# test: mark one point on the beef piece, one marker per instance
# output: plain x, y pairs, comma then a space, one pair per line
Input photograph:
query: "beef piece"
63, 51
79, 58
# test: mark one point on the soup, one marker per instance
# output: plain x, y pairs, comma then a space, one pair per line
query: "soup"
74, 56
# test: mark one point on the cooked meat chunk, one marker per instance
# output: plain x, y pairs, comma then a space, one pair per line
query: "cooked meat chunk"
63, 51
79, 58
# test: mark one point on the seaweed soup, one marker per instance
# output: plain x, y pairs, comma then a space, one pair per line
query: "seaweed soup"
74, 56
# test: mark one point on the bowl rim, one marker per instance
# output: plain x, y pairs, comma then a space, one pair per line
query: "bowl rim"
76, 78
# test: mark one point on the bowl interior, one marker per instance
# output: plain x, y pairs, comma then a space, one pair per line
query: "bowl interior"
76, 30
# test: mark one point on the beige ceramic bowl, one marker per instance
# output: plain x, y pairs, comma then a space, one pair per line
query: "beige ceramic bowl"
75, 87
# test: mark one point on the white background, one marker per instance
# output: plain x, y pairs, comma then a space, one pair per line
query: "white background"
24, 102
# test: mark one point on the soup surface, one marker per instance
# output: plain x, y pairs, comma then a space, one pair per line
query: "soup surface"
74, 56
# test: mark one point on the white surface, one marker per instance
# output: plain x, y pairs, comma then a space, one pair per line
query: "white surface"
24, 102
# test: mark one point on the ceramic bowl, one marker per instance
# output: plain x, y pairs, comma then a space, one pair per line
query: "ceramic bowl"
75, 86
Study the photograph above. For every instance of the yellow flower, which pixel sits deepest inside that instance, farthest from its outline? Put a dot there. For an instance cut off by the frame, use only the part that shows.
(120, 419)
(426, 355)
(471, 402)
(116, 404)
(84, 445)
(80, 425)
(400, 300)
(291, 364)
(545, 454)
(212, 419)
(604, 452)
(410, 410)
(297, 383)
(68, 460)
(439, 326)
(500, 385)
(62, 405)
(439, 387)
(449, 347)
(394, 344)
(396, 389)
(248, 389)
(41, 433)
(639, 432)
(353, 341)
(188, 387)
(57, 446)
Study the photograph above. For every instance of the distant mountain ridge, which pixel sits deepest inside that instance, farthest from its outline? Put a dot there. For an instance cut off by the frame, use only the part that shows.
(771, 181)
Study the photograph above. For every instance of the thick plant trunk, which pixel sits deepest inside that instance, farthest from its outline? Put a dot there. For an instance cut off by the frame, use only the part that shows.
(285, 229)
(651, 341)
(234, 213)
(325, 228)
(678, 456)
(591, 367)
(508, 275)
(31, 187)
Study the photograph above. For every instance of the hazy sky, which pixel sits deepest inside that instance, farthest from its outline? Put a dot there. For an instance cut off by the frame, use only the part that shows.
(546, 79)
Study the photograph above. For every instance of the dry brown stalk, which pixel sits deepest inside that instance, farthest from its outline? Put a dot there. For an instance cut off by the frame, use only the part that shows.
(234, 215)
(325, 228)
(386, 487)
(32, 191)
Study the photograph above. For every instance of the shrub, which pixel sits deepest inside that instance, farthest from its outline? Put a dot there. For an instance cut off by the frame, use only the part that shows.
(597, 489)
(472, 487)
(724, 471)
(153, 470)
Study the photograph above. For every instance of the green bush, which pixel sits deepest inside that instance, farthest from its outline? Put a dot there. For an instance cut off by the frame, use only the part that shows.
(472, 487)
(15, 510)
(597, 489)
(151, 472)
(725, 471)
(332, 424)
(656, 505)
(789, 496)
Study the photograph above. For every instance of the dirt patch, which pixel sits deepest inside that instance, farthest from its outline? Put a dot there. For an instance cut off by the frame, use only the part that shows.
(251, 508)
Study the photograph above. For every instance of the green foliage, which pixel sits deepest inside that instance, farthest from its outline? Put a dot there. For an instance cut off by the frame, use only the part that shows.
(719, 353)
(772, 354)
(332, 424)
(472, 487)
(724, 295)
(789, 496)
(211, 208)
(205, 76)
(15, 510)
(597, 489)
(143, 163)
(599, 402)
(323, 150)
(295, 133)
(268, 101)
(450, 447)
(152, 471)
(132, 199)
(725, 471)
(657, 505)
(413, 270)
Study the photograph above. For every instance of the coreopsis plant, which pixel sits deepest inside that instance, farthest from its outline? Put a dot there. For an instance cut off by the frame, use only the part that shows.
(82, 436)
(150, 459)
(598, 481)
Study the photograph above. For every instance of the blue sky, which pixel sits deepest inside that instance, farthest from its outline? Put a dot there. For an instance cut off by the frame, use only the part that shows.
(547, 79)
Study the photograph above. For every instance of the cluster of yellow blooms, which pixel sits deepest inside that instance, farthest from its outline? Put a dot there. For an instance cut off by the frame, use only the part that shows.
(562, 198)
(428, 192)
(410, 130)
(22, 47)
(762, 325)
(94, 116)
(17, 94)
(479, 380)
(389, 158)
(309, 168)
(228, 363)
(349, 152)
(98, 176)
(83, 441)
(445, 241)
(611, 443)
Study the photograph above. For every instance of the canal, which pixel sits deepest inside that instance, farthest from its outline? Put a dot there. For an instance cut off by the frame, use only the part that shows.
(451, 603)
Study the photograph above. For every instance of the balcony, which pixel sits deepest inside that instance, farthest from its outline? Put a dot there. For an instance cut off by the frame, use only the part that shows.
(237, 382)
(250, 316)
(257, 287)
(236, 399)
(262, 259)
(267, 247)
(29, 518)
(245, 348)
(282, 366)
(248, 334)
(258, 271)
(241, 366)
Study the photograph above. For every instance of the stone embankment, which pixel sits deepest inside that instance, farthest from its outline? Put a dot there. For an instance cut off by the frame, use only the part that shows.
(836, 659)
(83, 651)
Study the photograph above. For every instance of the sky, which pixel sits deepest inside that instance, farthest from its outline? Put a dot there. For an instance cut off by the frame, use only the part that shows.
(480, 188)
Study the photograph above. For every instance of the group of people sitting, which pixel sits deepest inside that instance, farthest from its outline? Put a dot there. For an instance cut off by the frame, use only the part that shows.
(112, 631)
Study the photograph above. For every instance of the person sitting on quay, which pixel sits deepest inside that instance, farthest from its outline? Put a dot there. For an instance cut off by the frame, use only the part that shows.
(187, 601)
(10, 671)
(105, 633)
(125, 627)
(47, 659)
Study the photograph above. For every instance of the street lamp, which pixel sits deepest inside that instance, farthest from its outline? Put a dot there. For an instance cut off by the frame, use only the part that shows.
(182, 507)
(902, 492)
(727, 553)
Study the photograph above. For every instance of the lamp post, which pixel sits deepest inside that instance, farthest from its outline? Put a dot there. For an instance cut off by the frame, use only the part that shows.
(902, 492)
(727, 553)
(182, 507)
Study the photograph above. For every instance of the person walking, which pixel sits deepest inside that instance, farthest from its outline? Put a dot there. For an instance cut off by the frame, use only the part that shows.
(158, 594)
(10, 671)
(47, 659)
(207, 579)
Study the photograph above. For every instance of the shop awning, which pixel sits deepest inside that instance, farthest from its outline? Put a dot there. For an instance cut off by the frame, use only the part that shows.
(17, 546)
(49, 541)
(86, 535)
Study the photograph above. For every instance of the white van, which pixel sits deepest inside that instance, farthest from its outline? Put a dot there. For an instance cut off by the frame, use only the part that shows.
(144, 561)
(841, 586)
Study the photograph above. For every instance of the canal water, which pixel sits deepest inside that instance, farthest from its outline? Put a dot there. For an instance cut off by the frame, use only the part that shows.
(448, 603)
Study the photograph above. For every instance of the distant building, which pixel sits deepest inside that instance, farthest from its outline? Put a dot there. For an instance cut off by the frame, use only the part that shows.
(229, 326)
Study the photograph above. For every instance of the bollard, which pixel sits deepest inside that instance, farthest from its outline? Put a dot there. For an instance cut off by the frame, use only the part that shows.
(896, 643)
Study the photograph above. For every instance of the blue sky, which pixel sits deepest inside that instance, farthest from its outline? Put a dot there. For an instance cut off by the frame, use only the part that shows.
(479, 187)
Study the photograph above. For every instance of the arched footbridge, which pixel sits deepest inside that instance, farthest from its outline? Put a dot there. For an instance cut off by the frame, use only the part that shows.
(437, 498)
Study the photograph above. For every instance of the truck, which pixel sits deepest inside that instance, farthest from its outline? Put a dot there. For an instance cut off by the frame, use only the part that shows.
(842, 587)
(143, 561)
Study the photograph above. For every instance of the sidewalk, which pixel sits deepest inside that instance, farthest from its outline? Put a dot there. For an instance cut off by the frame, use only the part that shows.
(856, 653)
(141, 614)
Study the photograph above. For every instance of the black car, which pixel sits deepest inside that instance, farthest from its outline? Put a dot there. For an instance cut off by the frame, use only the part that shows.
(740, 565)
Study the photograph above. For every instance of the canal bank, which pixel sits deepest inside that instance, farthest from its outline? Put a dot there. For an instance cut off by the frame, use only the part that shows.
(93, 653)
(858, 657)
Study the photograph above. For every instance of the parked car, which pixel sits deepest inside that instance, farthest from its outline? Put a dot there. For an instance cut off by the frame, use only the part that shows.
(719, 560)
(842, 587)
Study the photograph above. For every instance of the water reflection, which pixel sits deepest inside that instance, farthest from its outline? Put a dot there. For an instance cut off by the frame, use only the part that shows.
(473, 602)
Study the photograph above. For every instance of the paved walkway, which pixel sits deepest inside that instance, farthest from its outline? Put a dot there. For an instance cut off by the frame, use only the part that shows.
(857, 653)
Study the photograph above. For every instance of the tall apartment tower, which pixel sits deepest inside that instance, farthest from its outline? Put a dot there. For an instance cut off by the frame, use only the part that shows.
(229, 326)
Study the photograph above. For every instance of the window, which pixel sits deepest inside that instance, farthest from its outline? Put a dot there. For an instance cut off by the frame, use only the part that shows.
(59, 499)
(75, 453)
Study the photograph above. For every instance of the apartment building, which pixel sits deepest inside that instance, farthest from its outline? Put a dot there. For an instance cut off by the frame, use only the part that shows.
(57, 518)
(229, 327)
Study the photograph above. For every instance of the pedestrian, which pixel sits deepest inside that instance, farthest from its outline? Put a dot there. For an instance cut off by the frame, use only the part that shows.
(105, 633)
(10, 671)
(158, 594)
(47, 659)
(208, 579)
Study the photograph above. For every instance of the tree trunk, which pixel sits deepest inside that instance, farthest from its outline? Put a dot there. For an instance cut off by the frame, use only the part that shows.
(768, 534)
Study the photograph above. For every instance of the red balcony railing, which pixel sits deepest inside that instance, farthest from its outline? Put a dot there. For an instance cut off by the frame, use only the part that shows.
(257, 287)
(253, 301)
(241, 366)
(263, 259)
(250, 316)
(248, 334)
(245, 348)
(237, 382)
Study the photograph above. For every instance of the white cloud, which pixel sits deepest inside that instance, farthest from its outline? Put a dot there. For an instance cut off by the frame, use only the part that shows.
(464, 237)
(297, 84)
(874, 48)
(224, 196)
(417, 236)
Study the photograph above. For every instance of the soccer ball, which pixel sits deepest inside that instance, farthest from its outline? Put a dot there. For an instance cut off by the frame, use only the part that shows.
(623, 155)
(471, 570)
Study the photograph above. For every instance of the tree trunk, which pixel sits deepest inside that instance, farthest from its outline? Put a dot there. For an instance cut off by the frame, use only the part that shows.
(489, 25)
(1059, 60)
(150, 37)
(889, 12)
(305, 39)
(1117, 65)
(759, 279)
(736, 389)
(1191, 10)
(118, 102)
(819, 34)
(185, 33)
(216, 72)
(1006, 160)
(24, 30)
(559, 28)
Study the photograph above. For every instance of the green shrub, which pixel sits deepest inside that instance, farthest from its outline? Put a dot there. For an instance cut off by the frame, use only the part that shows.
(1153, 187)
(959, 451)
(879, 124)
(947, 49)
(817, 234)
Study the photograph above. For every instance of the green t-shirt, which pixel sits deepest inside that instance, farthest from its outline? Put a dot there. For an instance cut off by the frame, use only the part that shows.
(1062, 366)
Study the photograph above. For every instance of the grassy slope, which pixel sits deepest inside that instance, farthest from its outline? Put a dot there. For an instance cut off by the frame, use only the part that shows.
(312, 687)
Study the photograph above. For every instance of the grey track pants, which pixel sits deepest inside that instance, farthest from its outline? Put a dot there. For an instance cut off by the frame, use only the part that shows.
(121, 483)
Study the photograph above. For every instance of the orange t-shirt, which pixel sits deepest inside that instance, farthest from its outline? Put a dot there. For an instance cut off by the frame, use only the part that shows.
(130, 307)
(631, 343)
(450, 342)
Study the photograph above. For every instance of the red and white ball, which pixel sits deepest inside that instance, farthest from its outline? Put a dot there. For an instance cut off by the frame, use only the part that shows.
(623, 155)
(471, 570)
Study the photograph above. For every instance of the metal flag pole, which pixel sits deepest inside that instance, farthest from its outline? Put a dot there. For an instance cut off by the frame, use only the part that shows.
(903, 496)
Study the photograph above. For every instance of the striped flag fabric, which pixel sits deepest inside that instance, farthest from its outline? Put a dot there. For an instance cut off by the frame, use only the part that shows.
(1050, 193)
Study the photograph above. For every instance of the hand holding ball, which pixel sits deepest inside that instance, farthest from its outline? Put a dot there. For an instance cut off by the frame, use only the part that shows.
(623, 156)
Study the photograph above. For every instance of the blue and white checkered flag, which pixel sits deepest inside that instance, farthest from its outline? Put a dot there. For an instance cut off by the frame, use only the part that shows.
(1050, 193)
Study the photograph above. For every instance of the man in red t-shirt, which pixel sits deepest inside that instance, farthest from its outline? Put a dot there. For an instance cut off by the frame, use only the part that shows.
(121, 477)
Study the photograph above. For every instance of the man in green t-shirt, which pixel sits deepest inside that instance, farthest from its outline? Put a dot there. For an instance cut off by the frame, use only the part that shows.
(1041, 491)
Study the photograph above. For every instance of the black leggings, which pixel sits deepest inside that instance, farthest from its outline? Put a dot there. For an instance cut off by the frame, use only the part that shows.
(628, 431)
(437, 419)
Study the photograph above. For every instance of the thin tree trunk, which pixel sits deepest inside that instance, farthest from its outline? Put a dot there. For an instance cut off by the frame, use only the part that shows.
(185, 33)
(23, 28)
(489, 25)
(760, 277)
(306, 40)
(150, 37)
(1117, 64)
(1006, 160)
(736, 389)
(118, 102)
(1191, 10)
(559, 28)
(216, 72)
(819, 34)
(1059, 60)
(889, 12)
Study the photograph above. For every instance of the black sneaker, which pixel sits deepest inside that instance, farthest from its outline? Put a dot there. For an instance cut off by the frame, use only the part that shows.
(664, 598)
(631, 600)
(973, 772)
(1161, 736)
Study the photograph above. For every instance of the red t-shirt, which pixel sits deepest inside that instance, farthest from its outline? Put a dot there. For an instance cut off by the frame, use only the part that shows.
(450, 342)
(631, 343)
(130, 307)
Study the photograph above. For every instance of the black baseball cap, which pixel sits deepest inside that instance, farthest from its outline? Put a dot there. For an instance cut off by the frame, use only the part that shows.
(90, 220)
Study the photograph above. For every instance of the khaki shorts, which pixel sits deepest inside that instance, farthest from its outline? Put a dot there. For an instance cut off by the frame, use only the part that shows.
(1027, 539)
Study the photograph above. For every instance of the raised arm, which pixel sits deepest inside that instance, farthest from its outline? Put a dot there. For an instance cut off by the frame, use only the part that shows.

(WHAT TO DO): Rewrite the part of the entries that opens with the line containing "the man in red" and closes with the line containing "(1041, 491)", replacing "t-shirt" with "tee" and leaving everything else unchanged.

(EXERCISE RESULT):
Study the photograph above. For every instance of the man in red tee, which pixel sits deepest inside that instance, farthest from its outline? Put a dot there. For an instance cut off by the frame, use only the part that shows.
(121, 477)
Study the photograph above. For every instance of the man in green tee, which pixel sits deepest inside that instance, farthest from its outline? Put a dot there. For an instance cut off by the frame, use only the part that shows.
(1041, 491)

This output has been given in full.